▸ **FRAGMENTO DEL TEXTO**
Nando Varela Pagliaro
Cuando
Leonardo Favio estrenó Soñar, soñar, Jorge Guinzburg, que por
esos años escribía en la revista Satiricón, tituló su crítica sobre la película
con un ingenioso “Roncar, roncar”. Si
bien no coincido con la apreciación de Guinzburg sobre el peliculón de Favio, es cierto que
muchas veces el cine argentino tiene un alto efecto somnífero. Un ejemplo
reciente dentro de esta categoría es En
los ojos de la memoria de Betiana Burgardt. Se trata de un documental que intenta
reconstruir la historia de Epecuén, luego de la inundación que sufrió en 1985
por la crecida de su lago. Para ello Burgardt recurre al testimonio de unos
pocos personajes que vivían en la villa turística antes de que el terraplén
cediera y dejara a todo el pueblo sumergido. A casi treinta años de la
tragedia, hoy las ruinas de Epecuén resurgen de las aguas como un paisaje que
entremezcla la pintura de Dalí con las ciudades de posguerra. La secuencia de planos
a bordo de un bote que recorre el pueblo, no hace más que corroborar que
Epecuén es el lugar al que desea ir todo fotógrafo. Hacia donde se dirija la
cámara, todo es visualmente atractivo: los árboles secos, las casas
derrumbadas, los trampolines de lo que fue la pileta pública y los restos del
Matadero construido por Francisco Salamone en 1937. Todas esas imágenes hacen
que la película tenga una excelente fotografía, pero con eso no alcanza. En ese
confín oxidado dicen poco los relatos que Burgardt eligió para llevar adelante
su película. Un empleado municipal, que jugaba al fútbol en el club del pueblo;
un ex chofer de colectivo, que revuelve fotos viejas de un pasado irrecuperable;
una mujer que vuelve en busca de su casa y un pizzero que sólo encuentra la
felicidad en ese paraíso perdido, no aportan el contenido necesario para conocer
la historia del lugar y tampoco logran conmover si ese era el efecto buscado. A
pesar de que la historia de un pueblo
devorado por un lago podría resultar extraordinaria, en todo el documental cuesta
encontrar un extracto interesante entre los testimonios de los habitantes que
tuvieron que abandonar sus casas. El uso reiterado de largos planos del paisaje
apocalíptico, si bien están correctamente musicalizados, dejan en evidencia la
falta de un eje narrativo entre la sucesión de discursos. Tal vez, la película
de Burgardt hubiera sido otra, con más cantidad y calidad de información, si
antes de emprender su trabajo, hubiera leído
El agua mala, Crónicas de Epecuén
y Las casas hundidas, el libro de
Josefina Licitra, que el mes pasado publicó Editorial Aguilar. Desde la vecina
ciudad de Carhué,
Licitra consigue una atrapante crónica en la que a partir de una multiplicidad de
voces detalla no sólo las causas de la tragedia, sino también el impacto
psicológico, económico y social que tuvo en los damnificados. En su texto, las
anécdotas recopiladas logran plasmar tanto la solidaridad como la mezquindad
humana en momentos de crisis. Algo muy lejano a lo que logra Burgardt en su documental, a
pesar de disponer de recursos audiovisuales.
Publicada en Revista Paco, enero 2015.

▸ **INSTRUCCIONES DE TRABAJO**
(1) Resume la reseña en dos oraciones.
(2) Según la reseña, ¿en qué año se inundó Epecuén?
(3) Indica si cada afirmación coincide con la reseña: (a) El Matadero de Epecuén fue construido por Francisco Salamone en 1937. (b) En la reseña se coincide con la apreciación de Guinzburg sobre la película de Favio. (c) Los largos planos del paisaje del documental no tienen música.

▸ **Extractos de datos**

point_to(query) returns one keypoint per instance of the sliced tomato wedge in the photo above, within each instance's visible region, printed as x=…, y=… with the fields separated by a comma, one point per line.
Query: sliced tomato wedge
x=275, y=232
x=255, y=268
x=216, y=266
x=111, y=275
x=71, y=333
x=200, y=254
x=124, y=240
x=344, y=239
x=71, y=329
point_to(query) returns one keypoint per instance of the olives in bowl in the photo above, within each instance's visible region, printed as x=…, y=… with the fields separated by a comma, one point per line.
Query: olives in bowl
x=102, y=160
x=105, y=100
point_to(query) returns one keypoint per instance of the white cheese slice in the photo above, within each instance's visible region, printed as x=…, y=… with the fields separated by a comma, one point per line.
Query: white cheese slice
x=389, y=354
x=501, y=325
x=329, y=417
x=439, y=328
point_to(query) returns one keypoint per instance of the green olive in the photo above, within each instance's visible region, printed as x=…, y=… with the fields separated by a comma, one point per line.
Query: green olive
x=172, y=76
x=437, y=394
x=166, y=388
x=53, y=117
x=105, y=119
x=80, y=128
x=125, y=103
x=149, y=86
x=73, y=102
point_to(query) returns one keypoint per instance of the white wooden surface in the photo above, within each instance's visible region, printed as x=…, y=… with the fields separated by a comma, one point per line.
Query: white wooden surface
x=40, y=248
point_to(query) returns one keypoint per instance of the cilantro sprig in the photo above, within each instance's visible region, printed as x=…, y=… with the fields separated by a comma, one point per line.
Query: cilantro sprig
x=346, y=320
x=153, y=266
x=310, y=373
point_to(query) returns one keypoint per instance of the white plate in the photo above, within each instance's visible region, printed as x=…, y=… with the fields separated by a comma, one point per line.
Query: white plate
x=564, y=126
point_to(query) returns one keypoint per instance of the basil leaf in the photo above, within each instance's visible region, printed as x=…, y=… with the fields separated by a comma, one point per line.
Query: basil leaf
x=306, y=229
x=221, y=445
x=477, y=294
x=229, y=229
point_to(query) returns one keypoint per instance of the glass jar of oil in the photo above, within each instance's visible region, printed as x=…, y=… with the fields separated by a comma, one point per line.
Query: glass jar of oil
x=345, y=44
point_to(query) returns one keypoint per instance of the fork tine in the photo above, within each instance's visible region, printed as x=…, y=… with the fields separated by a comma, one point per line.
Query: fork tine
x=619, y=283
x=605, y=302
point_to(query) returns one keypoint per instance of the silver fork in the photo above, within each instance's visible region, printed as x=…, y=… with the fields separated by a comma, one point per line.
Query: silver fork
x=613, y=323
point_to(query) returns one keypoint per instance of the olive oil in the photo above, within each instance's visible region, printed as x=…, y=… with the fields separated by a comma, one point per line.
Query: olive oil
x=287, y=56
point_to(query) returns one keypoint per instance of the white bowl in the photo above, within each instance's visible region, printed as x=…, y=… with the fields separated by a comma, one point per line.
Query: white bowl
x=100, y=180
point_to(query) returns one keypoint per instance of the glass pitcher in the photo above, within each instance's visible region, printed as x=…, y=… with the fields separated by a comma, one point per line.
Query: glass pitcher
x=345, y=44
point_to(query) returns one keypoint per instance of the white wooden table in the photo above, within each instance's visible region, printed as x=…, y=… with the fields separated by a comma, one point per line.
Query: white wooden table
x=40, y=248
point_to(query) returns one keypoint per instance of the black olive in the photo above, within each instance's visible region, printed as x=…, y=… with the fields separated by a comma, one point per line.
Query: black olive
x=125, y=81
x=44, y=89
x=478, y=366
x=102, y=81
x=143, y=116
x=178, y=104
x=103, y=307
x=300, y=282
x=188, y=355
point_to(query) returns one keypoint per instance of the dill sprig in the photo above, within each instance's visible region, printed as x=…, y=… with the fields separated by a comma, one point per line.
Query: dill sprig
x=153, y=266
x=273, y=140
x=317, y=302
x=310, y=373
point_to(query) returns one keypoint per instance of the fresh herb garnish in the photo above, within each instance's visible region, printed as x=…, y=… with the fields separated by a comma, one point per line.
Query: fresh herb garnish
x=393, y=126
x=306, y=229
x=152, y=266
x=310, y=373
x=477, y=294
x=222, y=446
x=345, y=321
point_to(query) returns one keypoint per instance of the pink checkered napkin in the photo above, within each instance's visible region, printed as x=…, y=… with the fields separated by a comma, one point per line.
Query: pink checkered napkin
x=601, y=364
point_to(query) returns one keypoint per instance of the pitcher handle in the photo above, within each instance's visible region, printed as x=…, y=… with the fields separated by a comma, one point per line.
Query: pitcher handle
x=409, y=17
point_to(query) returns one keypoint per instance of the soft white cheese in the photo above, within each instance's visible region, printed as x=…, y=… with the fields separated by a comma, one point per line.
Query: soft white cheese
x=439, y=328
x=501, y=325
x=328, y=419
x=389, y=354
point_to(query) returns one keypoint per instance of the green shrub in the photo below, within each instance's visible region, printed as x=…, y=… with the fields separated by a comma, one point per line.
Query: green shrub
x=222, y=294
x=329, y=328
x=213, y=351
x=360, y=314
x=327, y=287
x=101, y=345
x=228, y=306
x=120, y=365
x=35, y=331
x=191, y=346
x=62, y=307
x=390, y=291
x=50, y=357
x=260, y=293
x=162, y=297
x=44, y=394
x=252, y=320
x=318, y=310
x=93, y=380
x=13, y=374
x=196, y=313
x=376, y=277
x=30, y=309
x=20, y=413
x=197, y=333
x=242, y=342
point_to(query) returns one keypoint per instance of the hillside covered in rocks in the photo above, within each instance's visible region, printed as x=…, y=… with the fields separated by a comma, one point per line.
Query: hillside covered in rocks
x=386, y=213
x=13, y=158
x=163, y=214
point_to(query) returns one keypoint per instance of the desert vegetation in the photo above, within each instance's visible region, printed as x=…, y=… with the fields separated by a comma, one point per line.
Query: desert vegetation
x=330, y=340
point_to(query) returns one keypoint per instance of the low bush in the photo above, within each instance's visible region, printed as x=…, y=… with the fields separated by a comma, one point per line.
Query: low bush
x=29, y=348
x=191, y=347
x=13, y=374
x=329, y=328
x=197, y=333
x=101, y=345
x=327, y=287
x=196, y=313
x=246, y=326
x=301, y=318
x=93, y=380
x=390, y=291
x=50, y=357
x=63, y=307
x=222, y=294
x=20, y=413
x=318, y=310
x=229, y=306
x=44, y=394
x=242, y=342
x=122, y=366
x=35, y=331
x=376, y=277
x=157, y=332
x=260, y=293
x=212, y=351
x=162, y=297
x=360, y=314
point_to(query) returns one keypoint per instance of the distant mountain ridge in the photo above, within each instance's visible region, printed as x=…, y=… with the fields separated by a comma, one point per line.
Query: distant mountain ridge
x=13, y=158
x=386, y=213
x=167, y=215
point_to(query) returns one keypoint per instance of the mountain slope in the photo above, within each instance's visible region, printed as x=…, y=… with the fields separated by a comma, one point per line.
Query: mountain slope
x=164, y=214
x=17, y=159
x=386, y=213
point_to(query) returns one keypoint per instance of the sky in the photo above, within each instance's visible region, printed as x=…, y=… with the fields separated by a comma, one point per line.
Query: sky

▸ **RESPUESTAS POR TAREA**
(1) La reseña critica el documental En los ojos de la memoria, de Betiana Burgardt, que intenta reconstruir la historia de Epecuén tras la inundación de 1985. Le reconoce una excelente fotografía, pero sostiene que los testimonios elegidos no aportan el contenido necesario ni logran conmover, que le falta un eje narrativo y que el libro de Josefina Licitra sí logra detallar las causas de la tragedia y su impacto en los damnificados.

(2) En 1985, por la crecida de su lago.

(3)
(a) Sí: "los restos del Matadero construido por Francisco Salamone en 1937".
(b) No: "no coincido con la apreciación de Guinzburg sobre el peliculón de Favio".
(c) No: "si bien están correctamente musicalizados".